[TASK PROMPT] Please copy the lines of data below word for word, from the line with "For every instance of the stove" to the line with "x=229 y=266", both lines included. Write down nothing else.

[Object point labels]
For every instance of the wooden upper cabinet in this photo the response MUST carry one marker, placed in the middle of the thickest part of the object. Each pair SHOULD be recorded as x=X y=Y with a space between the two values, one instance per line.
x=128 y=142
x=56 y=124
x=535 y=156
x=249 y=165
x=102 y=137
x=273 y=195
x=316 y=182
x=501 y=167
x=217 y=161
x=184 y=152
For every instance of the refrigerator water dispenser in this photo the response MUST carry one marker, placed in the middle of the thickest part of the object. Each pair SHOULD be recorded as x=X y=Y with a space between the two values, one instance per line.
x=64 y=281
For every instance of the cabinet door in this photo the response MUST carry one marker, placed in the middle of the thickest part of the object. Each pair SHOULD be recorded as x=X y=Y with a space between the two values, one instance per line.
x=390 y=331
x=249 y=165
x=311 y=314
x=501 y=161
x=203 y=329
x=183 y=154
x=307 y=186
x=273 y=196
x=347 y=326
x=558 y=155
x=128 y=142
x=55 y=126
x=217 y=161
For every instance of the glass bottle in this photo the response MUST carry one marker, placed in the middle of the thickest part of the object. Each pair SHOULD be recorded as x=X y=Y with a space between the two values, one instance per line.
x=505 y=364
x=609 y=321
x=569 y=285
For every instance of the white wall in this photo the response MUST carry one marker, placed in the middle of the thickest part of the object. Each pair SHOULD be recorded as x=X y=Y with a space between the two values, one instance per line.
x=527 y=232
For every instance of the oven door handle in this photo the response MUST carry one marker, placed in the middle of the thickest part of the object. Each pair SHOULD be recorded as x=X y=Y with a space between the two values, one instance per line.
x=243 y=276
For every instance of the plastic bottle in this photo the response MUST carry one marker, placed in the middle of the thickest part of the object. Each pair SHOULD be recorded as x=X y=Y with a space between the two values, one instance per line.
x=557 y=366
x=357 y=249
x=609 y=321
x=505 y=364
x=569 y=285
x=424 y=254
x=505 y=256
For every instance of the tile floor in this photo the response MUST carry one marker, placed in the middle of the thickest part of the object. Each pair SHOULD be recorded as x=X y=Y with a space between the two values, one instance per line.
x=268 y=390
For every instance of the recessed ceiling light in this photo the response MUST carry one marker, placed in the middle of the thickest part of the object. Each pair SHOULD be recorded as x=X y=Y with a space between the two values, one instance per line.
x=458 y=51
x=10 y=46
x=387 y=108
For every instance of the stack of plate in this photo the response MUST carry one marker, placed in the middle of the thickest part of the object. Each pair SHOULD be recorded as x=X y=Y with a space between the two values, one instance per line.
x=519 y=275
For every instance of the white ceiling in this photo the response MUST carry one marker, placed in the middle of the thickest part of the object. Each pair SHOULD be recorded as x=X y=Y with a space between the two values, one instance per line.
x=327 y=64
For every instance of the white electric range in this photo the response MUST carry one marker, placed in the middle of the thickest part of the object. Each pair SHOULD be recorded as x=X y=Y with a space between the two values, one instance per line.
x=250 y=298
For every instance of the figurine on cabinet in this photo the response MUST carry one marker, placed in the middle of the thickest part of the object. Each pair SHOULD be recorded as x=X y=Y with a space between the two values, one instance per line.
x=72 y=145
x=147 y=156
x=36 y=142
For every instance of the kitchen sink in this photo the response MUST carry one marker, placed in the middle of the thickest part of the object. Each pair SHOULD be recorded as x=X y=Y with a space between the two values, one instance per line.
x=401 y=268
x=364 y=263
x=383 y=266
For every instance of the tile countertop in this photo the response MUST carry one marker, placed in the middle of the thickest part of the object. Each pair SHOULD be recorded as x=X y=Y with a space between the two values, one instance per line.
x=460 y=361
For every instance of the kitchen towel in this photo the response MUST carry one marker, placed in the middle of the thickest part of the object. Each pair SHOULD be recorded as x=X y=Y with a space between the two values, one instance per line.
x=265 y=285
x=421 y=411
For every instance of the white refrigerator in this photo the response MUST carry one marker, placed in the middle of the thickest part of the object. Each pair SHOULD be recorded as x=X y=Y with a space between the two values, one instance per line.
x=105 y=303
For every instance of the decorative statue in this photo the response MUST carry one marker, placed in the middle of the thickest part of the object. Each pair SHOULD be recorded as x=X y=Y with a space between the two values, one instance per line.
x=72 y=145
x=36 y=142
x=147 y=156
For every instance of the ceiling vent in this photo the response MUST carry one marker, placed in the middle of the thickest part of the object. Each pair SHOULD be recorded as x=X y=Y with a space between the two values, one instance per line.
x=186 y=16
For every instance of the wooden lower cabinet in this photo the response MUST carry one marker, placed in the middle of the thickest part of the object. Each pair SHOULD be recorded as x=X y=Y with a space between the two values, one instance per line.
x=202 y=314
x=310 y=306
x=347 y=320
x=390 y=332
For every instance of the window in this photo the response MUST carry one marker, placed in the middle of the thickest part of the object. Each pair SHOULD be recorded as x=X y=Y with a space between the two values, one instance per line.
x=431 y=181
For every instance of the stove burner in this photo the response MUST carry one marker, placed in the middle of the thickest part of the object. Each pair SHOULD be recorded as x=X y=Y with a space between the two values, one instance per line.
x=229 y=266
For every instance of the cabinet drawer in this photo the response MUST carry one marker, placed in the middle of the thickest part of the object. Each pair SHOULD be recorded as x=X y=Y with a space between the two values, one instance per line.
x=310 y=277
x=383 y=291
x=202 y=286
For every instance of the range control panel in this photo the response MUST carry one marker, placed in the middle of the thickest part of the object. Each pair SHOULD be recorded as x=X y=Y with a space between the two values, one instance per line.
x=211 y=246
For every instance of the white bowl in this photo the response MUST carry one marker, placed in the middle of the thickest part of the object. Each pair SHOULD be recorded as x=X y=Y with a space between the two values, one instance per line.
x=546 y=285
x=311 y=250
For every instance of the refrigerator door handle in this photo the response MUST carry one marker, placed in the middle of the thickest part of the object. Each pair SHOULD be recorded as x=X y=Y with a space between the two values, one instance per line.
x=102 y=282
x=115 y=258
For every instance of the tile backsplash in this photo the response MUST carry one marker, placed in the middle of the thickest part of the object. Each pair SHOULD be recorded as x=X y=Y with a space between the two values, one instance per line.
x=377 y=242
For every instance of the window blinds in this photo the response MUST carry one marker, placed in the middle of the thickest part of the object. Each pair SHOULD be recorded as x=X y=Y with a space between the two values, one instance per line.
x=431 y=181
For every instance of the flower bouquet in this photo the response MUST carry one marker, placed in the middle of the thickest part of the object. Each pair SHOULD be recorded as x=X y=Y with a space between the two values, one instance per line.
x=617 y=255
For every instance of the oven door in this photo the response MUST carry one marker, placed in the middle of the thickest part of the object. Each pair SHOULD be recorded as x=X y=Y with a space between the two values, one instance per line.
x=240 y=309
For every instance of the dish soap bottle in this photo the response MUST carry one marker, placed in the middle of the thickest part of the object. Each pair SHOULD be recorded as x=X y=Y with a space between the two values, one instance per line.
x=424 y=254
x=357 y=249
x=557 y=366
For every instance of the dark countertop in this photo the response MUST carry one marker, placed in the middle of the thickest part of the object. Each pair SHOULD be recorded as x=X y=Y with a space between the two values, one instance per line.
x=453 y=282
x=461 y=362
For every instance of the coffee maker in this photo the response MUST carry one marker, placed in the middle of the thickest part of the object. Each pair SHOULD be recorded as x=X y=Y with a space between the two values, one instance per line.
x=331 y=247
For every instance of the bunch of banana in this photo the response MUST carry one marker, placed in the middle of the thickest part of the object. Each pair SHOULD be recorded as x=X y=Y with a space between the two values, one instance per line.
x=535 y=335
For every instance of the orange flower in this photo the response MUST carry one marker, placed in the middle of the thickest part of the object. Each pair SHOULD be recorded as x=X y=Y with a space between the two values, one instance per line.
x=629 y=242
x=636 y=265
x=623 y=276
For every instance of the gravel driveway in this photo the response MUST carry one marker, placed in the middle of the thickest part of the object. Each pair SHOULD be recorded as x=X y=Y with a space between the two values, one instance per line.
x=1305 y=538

[EXERCISE RESULT]
For every instance of the stove burner in this photo the response MUST carry one marker, placed in the middle of the thickest part of the object. Each pair SHOULD be recorded as x=X y=Y with a space between the two values, one instance per line.
x=229 y=266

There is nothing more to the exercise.